**Goal of the exercise**
Copy every one of the rows below word for word, and leave the pictures out of your copy.
[BEGIN]
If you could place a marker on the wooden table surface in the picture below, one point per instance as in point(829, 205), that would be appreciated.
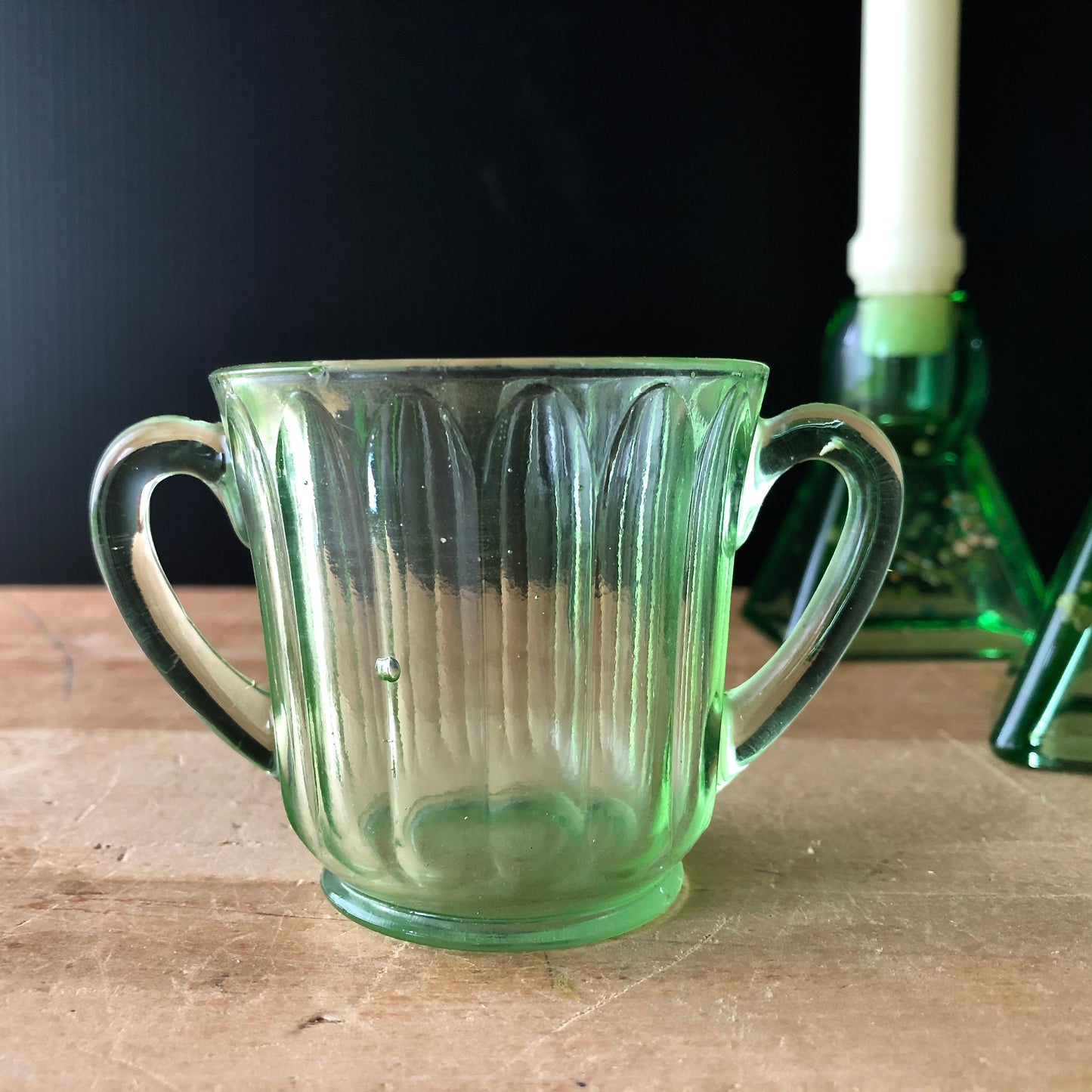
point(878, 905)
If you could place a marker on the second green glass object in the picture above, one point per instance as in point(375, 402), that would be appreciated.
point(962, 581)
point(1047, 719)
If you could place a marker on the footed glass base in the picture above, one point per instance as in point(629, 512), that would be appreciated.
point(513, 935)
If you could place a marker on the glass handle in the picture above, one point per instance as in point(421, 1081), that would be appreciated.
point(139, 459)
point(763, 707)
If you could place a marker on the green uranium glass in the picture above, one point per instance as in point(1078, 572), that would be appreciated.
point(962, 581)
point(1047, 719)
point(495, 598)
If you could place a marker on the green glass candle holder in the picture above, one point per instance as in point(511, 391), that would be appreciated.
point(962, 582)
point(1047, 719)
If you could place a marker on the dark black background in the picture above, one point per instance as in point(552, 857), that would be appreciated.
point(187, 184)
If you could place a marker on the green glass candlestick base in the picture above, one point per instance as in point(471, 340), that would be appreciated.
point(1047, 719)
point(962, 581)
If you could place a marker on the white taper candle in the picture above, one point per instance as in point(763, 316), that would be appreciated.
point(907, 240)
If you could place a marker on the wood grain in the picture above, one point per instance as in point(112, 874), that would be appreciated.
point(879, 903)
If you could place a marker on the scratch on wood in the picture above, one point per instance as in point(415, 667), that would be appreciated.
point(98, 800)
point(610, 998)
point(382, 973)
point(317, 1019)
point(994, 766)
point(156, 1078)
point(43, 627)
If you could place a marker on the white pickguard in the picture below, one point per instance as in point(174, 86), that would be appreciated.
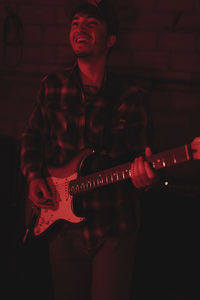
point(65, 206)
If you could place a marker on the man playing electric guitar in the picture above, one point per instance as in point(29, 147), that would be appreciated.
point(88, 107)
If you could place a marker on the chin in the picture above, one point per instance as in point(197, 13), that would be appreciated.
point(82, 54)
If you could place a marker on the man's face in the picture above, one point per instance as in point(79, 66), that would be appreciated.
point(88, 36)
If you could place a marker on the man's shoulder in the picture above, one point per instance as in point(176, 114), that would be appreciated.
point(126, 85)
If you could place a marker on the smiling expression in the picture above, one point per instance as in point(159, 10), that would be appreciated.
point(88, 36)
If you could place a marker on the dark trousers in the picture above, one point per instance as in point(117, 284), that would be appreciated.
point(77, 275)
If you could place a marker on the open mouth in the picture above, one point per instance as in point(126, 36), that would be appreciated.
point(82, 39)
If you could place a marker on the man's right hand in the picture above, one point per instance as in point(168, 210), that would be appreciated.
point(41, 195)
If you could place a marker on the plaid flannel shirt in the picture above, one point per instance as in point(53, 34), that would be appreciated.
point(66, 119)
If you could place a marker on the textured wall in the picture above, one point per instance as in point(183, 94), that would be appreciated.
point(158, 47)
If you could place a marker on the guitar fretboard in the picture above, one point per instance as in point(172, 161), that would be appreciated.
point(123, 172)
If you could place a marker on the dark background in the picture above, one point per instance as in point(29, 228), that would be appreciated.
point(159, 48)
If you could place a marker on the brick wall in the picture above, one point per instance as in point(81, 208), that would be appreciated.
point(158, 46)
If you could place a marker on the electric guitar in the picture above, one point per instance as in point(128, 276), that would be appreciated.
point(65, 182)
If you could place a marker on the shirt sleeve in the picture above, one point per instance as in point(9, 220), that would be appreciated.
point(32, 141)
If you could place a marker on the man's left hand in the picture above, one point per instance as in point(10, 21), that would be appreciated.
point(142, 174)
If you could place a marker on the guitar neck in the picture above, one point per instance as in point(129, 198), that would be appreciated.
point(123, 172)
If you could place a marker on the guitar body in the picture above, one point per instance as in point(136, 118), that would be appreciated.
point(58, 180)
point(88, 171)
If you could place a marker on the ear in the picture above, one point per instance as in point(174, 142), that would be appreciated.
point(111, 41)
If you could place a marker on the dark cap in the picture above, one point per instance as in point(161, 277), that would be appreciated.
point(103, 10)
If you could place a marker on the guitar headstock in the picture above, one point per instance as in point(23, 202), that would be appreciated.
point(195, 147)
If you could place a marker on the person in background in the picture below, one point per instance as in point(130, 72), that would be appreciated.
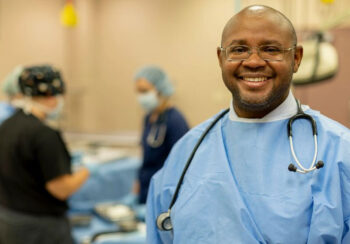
[END]
**Task solution**
If you could place a marker on the wooden table surface in the picture below, one point per instance as in point(829, 205), that would be appreciated.
point(878, 905)
If you could place a marker on the second green glass object in the picture above, one point per instance as in point(375, 402), that would be appreciated.
point(962, 581)
point(1047, 719)
If you could place a marker on the footed glass base in the picture above, one point per instance as in point(629, 512), that would be appreciated.
point(513, 935)
If you could place a marker on the glass handle in the picture above, one point per instance as in point(421, 1081), that would be appreciated.
point(139, 459)
point(763, 707)
If you could place a marker on the green uranium glass in the picture above, one point per instance as in point(1078, 572), that would be appreciated.
point(962, 581)
point(1047, 719)
point(495, 598)
If you could place a marker on the green glass candle holder in the picture above, one point per instance as in point(511, 391), that would be appreciated.
point(962, 582)
point(1047, 719)
If you could place a marker on the dark black background in the picture above, one point per instance as in point(552, 857), that would be appreciated.
point(187, 184)
If you could place a marker on the green glass candlestick base in the picture above, one point per instance as in point(471, 340), that would be appreciated.
point(1047, 719)
point(962, 581)
If you could place a marker on the white taper candle in the picture above, one point per instance as in point(763, 316), that would be appreciated.
point(907, 240)
If you could place a marker on the wood grain in the picture above, one point per instance as in point(112, 874), that would be appreciated.
point(879, 903)
If you could place a marker on the scratch on wood in the picture above, one point per instance as in point(415, 667), that would be appreciated.
point(98, 800)
point(610, 998)
point(382, 973)
point(317, 1019)
point(994, 766)
point(156, 1078)
point(43, 627)
If you could place a marker on the white pickguard in the picture below, one point per instance as in point(174, 86), that would be appreciated.
point(65, 206)
If you could place a marker on the man playing electric guitar in the picture above, one point per instance as in point(29, 147), that would be appreciated.
point(88, 107)
If you could place a marker on the chin in the picture above, one point per instance as in point(197, 13), that would be appreciated.
point(82, 54)
If you could place a marker on the man's face in the picture above, one point per instance as in point(79, 66), that would be appreciated.
point(88, 36)
If you could place a marker on the man's shoulder in the picture above, one point per instance as in point(176, 114), that would be appreciated.
point(126, 85)
If you could place a marker on the smiling expression in the picture above, one point per instance as in point(159, 10), that would be appreciated.
point(88, 36)
If you could place a marker on the dark trousers in the picture above, one point per instance as in point(117, 284), that would be appreciated.
point(77, 275)
If you could place a marker on the open mouth in the picture above, one point per instance as in point(126, 36), that would be appreciated.
point(82, 39)
If you could place a marker on the man's right hand in the picture above, one point per instance as in point(168, 210), that would be appreciated.
point(41, 195)
If you could place a marker on the plaid flannel shirt in the picture above, one point per instance as in point(53, 34), that would be appreciated.
point(66, 119)
If you could place a marker on the textured wall in the picture above, one point per instance as in point(183, 94), that would be appreciated.
point(158, 47)
If you could place a marker on the guitar fretboard in the picture above, one point per instance as in point(172, 161), that would be appreciated.
point(123, 172)
If you could place a marker on the dark background in the picture above, one point per instance as in point(29, 228), that would be appreciated.
point(159, 48)
If you could place a marker on the brick wall in the picture above, one point per instance as in point(81, 208), that would be appreciated.
point(158, 46)
If you could place a marker on the electric guitar in the picture above, one point per instance as in point(128, 276), that would be appreciated.
point(65, 182)
If you could place a marker on the shirt sleeve in the picture above, one point per instance as in point(9, 220), that would be appreciated.
point(32, 141)
If you could place a marker on the man's left hand in the picture above, one point per instance as in point(10, 21), that would be appreciated.
point(142, 174)
If you could place a marker on the guitar neck in the picture above, one point per instance as in point(129, 198), that would be appreciated.
point(123, 172)
If you could place a marker on the guitar body in the picture above, one point per instance as in point(136, 118), that would be appreciated.
point(58, 180)
point(88, 171)
If you could place a marker on the ear in the picture above, one point per instance as in point(174, 142), that would be appreciated.
point(111, 41)
If you could place a marker on the dark cap in the picture above, one point per instance as in point(161, 277), that would be appreciated.
point(103, 10)
If you could place a marker on the guitar headstock in the picture above, one point per instance as in point(23, 202), that would be appreciated.
point(195, 147)
If you could place a marker on the person in background in the picture below, one point per instance as in point(130, 72), that would be appreciated.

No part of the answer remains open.